-------- Provided passage
Ultimately, people settle at companies whose values reflect their own. So giving our people the chance to shape our culture, rather than it being dictated by the leadership team, is crucial. We do this by operating four Cultural Officer positions, open to anyone at Evoluted: Happiness & Wellbeing Officer, Diversity & Inclusion Officer, CSR Officer and our Social & Events Committee.

The roles are rotated every 6-12 months to encourage fresh perspectives and help us organically improve the way we operate. And while we encourage our people to work flexibly and remotely to suit their needs, we recognise that face-to-face meet-ups are still hugely beneficial in fostering a great culture and team camaraderie. We organise fully-expensed monthly whole-team socials (including travel and hotels), with a different type of activity each time – from comedy clubs to axe-throwing and go-karting to karaoke.

If they can’t see career progression they’re likely to jump ship

A reality of agency life is that no matter how happy people are, if they can’t see career progression they’re likely to jump ship. Lack of clear progression frameworks create jealousy and speculation – and we’ve heard of some agencies outright forbidding staff from discussing salary.

During lockdown we completely overhauled our process, building Flourish, our own progression framework tool, from the ground-up to provide transparent salary banding and progression routes for both individual contributors and managers. People know exactly what they need to do to reach the next step in their career, avoiding scenarios where staff are inclined to put up with stressful working conditions to avoid missing out on promotions or to stay in favour.

Recognising staff will get frustrated waiting for a pay review that might never come, or feel awkward having to ask for one, we use this framework every six-months to have regular open conversations about careers, salaries, personal goals and more.

The fundamental goal is for people to see Evoluted as the best place to develop their career for years to come – so policies like generous maternity/paternity packages, offering full-pay for up to 16-weeks, are hugely important to helping employees see a long-term future with the company.

That also means getting them to buy into our long-term plan. Too often in our industry, growth is treated as the be-all and end-all, causing agencies to scale as aggressively as possibly by piling up new business onto overworked account managers – thereby sacrificing staff wellbeing and quality of service, driving up staff turnover and destroying your reputation.
----------------
Work task A: According to the passage on Evoluted's workplace culture, how often are the Cultural Officer roles rotated?
Work task B: Using the passage on Evoluted's workplace culture, explain why Evoluted uses its progression framework every six months for open conversations about careers and salaries.
-------- Provided records
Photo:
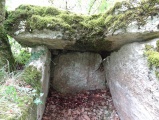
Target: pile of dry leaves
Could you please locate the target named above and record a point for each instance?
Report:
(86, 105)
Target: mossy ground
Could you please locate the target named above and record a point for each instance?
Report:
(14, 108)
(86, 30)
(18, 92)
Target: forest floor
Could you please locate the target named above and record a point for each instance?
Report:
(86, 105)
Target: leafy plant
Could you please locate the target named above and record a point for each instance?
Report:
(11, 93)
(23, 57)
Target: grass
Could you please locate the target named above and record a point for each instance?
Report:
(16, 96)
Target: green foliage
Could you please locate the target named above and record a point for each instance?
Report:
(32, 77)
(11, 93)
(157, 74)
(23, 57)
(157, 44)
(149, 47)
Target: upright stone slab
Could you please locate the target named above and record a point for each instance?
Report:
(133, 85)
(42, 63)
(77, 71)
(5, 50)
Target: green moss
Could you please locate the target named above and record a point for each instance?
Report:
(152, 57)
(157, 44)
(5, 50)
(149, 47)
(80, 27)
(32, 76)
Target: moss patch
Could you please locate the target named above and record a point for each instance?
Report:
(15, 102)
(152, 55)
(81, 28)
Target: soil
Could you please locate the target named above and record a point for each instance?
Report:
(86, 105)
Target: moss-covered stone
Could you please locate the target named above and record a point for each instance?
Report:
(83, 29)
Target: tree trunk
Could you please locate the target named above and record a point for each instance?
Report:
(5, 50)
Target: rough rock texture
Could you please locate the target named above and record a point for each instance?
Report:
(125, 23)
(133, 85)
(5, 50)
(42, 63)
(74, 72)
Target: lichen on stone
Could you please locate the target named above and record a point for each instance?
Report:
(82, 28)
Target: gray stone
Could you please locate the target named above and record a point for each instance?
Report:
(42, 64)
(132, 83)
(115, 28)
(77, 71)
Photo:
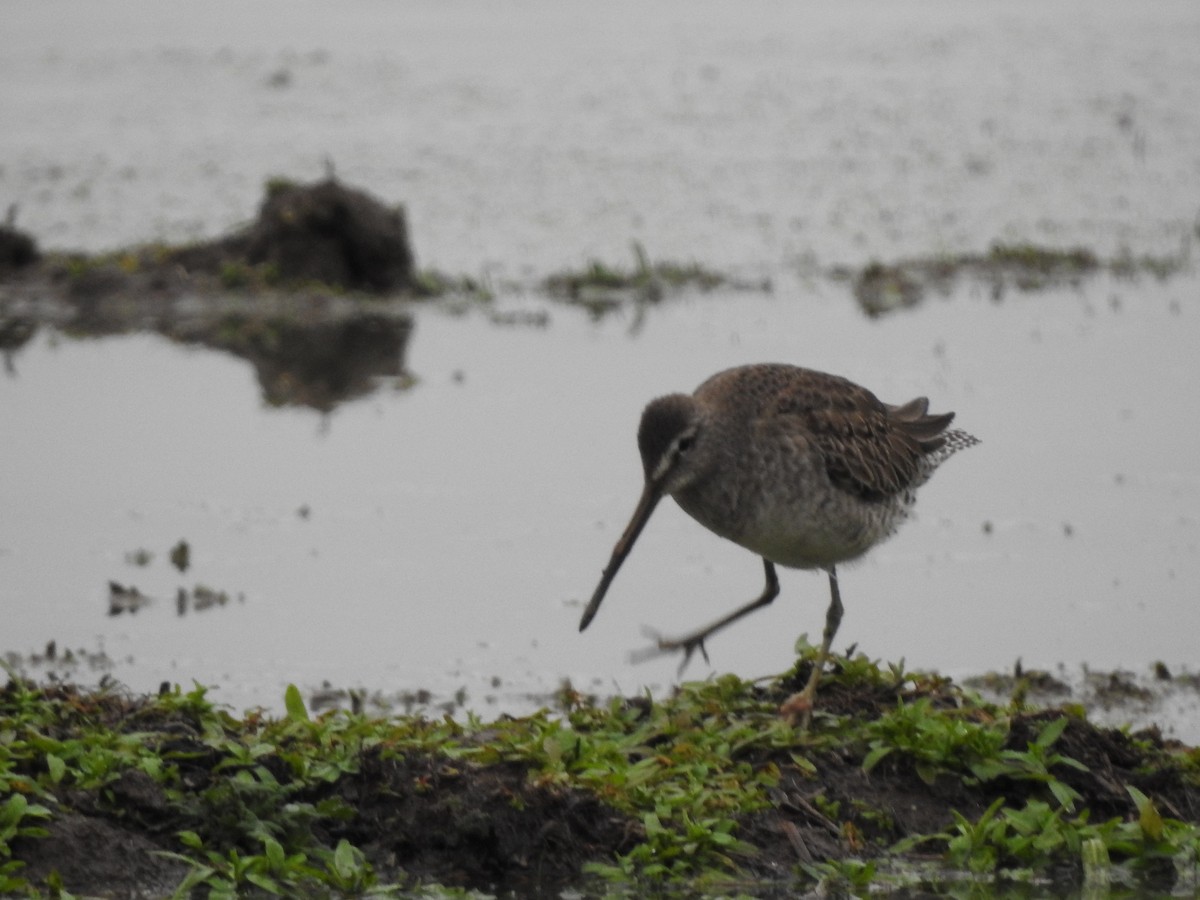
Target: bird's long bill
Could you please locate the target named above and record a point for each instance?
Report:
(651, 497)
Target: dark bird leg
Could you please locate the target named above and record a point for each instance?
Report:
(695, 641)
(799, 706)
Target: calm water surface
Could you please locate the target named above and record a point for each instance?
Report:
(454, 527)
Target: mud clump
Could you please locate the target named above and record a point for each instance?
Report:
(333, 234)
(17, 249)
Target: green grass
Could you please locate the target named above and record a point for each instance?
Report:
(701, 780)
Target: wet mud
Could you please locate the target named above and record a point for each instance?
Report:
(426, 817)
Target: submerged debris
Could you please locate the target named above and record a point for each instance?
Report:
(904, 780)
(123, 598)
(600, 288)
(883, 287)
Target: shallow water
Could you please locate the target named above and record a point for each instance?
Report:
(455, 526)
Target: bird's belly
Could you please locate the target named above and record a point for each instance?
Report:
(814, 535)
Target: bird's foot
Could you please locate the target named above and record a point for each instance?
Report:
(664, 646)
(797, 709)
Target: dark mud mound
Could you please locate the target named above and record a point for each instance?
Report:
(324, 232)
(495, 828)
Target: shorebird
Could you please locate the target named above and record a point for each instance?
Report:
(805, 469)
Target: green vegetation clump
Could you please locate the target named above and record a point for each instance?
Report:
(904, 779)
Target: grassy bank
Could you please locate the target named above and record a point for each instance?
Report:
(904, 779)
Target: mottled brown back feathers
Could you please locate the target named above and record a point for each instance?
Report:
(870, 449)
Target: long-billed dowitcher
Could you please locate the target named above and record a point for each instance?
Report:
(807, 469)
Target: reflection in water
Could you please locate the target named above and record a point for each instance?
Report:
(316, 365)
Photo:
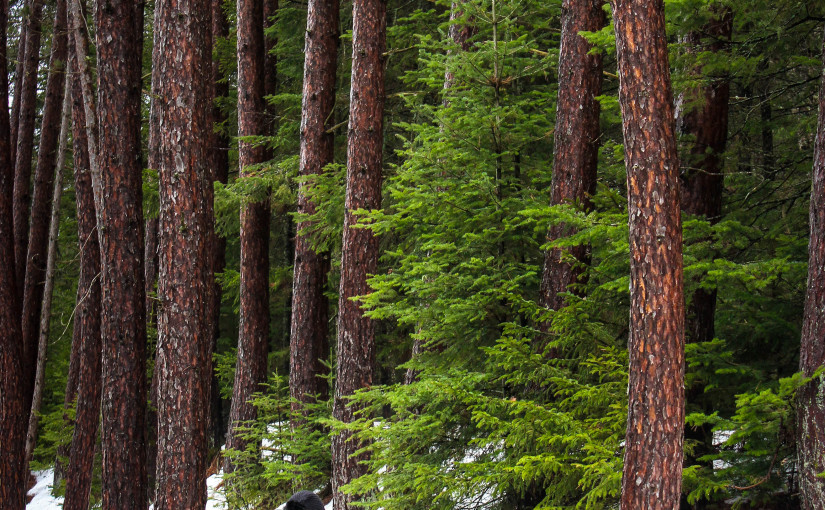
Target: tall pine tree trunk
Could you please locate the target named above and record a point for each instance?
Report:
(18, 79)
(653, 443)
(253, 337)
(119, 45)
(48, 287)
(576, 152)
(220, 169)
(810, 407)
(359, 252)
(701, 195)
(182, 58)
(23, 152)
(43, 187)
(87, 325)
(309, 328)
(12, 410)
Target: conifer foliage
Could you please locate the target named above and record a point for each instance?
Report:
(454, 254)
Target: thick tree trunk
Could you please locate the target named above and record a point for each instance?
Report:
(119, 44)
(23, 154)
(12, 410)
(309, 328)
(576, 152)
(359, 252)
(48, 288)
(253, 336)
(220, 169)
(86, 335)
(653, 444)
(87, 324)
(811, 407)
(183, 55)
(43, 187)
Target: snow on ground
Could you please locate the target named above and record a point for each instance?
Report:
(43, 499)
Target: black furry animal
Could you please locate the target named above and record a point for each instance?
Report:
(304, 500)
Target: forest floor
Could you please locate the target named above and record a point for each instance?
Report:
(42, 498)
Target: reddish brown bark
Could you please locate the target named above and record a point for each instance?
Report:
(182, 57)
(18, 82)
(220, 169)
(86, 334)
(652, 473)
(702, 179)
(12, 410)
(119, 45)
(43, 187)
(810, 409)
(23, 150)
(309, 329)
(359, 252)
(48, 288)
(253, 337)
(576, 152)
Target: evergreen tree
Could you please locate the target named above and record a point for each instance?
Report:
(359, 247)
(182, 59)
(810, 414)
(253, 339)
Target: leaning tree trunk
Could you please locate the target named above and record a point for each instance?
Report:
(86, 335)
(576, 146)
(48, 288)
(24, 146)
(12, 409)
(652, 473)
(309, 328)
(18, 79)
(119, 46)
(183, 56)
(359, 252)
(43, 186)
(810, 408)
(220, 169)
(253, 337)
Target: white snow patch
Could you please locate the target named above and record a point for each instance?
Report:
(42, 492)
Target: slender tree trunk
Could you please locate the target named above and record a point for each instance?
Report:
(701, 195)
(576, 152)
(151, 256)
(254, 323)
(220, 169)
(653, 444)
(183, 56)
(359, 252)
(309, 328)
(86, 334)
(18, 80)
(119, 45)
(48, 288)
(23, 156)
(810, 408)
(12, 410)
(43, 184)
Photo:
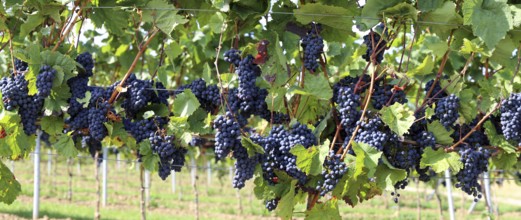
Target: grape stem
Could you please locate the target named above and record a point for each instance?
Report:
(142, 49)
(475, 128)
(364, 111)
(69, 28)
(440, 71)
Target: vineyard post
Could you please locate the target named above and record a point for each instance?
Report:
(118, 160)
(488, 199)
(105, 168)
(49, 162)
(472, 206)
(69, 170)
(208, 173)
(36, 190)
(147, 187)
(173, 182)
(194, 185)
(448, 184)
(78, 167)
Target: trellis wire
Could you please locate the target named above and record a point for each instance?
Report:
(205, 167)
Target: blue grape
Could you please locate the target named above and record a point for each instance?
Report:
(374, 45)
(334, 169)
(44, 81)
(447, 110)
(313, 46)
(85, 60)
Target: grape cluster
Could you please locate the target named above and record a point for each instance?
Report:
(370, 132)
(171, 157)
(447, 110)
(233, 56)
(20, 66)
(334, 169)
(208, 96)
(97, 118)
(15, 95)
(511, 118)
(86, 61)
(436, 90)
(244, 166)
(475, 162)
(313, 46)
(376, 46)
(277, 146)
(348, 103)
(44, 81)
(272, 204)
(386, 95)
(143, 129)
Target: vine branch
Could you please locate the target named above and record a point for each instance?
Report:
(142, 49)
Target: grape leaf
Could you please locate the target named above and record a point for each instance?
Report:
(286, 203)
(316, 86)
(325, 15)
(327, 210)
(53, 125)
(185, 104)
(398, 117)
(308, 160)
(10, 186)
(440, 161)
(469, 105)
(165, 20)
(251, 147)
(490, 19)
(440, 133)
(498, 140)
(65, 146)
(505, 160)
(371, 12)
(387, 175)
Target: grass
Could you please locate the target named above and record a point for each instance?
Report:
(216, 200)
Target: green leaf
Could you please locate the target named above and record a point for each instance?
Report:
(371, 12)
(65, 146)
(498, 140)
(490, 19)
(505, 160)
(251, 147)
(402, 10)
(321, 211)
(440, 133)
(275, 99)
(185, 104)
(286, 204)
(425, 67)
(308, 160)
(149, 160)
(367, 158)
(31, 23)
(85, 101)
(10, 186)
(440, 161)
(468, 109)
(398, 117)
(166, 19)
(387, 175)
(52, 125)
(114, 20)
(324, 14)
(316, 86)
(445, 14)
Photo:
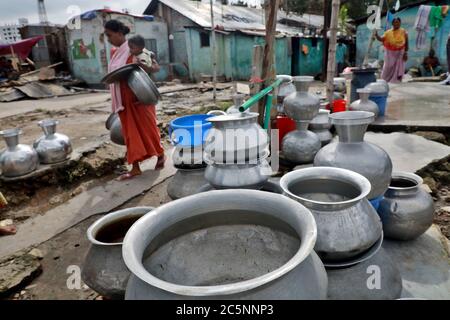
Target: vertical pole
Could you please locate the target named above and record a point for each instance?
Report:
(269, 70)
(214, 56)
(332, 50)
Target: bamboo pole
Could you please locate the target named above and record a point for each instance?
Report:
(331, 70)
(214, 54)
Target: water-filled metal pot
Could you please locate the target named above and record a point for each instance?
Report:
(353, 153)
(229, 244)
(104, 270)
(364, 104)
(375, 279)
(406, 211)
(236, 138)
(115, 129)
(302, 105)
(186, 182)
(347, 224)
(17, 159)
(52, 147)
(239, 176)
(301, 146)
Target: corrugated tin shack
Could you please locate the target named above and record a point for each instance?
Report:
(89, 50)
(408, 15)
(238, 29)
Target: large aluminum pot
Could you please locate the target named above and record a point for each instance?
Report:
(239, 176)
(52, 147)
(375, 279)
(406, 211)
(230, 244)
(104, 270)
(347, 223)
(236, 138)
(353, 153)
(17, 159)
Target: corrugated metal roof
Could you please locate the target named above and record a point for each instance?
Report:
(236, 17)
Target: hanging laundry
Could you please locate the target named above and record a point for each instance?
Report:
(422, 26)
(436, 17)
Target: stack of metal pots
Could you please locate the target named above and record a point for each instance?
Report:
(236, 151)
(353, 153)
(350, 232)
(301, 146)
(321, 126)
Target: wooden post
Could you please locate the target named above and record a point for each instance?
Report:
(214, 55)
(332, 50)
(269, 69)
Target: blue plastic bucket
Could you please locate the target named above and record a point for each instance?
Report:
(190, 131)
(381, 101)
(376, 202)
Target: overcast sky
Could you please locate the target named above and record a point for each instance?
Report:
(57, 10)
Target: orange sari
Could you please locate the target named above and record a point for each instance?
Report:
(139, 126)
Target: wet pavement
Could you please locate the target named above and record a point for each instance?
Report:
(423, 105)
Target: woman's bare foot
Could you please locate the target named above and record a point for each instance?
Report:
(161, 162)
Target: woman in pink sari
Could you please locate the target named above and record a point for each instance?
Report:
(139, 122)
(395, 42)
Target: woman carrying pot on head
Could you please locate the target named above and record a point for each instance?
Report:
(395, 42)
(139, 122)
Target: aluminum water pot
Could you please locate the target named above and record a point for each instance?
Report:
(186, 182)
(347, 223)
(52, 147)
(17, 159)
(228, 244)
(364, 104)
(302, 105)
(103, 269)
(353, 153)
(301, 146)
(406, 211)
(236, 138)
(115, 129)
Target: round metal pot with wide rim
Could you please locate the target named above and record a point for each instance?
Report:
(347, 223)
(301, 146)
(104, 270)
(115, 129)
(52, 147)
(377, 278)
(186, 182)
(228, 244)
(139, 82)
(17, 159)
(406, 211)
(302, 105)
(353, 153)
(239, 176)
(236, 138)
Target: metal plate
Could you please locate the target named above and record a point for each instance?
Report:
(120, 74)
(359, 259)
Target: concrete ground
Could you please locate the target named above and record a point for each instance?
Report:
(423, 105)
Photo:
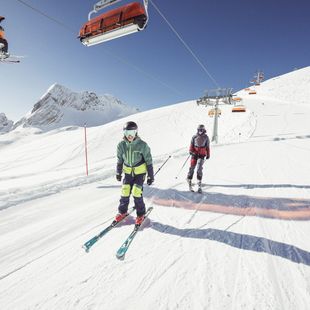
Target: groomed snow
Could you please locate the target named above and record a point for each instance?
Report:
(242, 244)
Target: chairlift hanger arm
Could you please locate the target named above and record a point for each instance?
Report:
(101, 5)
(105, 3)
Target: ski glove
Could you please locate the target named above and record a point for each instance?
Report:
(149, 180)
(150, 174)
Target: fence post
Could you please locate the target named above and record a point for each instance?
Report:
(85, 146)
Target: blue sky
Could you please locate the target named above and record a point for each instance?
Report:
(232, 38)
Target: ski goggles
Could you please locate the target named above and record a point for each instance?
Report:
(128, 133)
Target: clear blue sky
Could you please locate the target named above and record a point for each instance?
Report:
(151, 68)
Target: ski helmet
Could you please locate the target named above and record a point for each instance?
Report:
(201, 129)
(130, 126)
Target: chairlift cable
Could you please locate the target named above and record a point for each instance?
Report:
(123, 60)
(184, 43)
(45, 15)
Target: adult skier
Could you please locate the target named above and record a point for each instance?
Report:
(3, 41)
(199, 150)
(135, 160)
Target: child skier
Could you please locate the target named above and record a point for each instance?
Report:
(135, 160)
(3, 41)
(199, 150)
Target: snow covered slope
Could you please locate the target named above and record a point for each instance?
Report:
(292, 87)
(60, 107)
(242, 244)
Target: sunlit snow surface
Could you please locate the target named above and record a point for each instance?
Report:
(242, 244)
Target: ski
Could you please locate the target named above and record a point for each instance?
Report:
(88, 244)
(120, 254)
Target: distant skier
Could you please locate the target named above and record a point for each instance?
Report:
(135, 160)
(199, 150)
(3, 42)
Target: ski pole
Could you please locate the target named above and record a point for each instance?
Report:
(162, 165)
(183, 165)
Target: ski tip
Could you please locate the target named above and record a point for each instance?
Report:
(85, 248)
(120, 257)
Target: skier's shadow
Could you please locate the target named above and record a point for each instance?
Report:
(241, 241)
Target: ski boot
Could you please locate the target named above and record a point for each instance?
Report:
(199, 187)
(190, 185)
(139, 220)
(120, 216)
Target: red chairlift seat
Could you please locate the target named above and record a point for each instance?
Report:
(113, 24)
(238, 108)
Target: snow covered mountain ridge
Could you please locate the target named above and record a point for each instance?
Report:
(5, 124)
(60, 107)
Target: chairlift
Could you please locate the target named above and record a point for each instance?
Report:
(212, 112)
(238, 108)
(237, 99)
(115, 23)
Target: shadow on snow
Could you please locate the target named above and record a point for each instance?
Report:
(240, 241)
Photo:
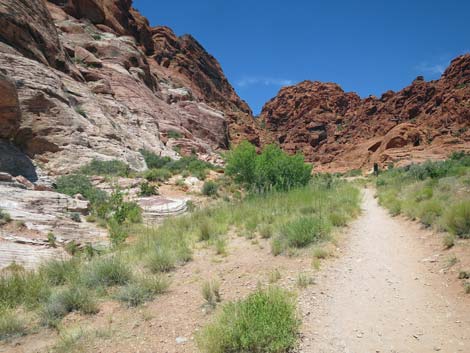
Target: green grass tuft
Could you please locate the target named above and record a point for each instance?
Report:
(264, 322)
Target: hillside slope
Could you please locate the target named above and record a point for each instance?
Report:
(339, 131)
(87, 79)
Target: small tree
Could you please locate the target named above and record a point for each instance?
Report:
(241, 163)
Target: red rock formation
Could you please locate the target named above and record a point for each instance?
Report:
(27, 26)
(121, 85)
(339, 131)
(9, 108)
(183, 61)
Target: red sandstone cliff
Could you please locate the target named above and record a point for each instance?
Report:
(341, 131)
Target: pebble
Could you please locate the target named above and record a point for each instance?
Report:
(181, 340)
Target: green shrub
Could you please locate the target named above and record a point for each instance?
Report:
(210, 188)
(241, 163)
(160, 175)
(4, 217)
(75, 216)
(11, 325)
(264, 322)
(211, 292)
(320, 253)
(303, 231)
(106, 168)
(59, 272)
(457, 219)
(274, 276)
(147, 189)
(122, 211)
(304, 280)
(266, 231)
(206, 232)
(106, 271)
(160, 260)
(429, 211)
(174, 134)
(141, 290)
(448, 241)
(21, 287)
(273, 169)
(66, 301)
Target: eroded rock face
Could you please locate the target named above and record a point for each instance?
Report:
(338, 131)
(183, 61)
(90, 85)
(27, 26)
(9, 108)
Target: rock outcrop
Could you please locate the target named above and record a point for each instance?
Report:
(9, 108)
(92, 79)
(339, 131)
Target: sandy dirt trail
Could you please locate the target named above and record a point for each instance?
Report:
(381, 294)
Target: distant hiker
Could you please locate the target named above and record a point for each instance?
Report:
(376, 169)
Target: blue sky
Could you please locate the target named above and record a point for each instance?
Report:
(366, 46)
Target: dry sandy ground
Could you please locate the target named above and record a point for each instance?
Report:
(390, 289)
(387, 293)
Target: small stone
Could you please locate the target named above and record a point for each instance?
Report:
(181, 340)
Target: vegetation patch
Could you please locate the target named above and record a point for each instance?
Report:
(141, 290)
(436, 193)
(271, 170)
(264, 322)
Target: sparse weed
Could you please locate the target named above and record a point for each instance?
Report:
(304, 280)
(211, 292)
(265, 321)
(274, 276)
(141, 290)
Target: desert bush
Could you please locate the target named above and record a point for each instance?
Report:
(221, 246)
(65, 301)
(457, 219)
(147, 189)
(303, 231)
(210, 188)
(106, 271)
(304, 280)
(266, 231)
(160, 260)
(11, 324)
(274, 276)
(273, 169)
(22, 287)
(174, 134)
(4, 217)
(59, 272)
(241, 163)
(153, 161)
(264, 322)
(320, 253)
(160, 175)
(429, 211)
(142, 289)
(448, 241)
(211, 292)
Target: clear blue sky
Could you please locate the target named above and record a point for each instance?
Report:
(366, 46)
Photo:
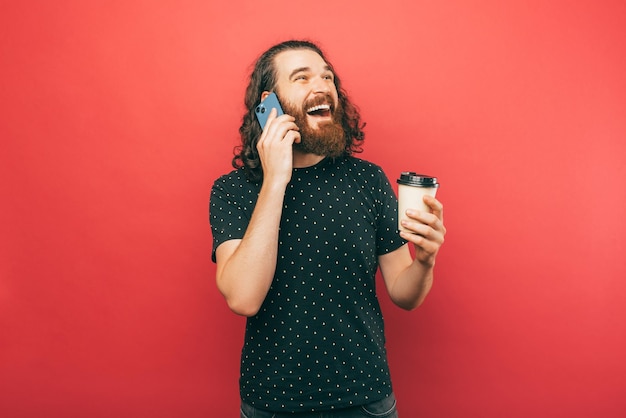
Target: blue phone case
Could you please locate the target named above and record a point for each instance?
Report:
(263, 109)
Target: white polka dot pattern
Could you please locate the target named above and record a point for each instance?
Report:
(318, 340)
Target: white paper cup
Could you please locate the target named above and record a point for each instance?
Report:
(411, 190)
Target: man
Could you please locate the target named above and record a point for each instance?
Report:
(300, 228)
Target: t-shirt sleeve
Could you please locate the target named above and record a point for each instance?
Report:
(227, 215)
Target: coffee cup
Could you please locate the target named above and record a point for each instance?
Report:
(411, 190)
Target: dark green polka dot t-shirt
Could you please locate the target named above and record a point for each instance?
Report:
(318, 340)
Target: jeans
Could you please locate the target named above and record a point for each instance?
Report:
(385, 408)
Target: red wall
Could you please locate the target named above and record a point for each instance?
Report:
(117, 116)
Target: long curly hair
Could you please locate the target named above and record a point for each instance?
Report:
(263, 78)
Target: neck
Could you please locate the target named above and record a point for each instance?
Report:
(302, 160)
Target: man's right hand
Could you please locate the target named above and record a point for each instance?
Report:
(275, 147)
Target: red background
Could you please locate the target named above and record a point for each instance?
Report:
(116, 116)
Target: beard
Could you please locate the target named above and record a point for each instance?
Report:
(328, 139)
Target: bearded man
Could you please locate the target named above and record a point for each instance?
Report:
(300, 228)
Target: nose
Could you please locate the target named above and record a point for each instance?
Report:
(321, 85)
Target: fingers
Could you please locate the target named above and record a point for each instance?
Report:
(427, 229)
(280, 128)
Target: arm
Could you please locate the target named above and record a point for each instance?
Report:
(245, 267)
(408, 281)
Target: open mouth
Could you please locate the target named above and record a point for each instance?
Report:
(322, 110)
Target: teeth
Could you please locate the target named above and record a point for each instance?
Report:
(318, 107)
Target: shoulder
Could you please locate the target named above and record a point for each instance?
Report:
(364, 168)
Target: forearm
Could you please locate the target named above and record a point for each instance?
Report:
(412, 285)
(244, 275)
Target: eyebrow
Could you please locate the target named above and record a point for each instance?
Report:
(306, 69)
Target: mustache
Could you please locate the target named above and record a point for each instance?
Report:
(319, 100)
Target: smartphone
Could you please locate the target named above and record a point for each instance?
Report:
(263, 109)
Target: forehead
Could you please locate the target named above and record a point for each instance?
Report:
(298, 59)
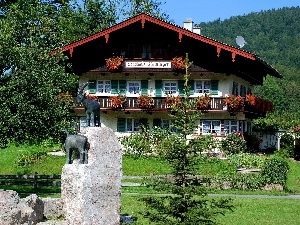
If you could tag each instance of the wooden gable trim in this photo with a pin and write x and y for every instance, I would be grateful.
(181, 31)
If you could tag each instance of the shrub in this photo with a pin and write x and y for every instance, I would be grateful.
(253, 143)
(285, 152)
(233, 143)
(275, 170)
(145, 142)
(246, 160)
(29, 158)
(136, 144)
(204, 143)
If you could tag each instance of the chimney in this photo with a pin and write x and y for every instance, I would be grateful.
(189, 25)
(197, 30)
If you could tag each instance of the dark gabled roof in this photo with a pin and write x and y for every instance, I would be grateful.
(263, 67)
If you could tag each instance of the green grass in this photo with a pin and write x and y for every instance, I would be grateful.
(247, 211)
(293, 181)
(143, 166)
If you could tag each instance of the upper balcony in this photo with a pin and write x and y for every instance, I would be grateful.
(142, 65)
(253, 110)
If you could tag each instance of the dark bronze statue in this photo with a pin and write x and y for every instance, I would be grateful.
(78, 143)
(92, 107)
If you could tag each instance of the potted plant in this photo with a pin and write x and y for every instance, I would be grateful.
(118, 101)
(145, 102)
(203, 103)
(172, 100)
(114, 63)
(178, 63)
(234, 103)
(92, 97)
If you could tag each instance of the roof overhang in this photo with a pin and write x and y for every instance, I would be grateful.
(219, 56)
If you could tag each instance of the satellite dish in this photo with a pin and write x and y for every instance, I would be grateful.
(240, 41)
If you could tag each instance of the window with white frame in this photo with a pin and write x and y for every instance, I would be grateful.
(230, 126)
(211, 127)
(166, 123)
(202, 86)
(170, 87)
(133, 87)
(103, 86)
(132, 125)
----------------
Task output A: Every 6-12 months.

Task output B: Evoluted recognizes that staff will get frustrated waiting for a pay review that might never come, or may feel awkward having to ask for one. Holding these regular conversations every six months addresses both problems.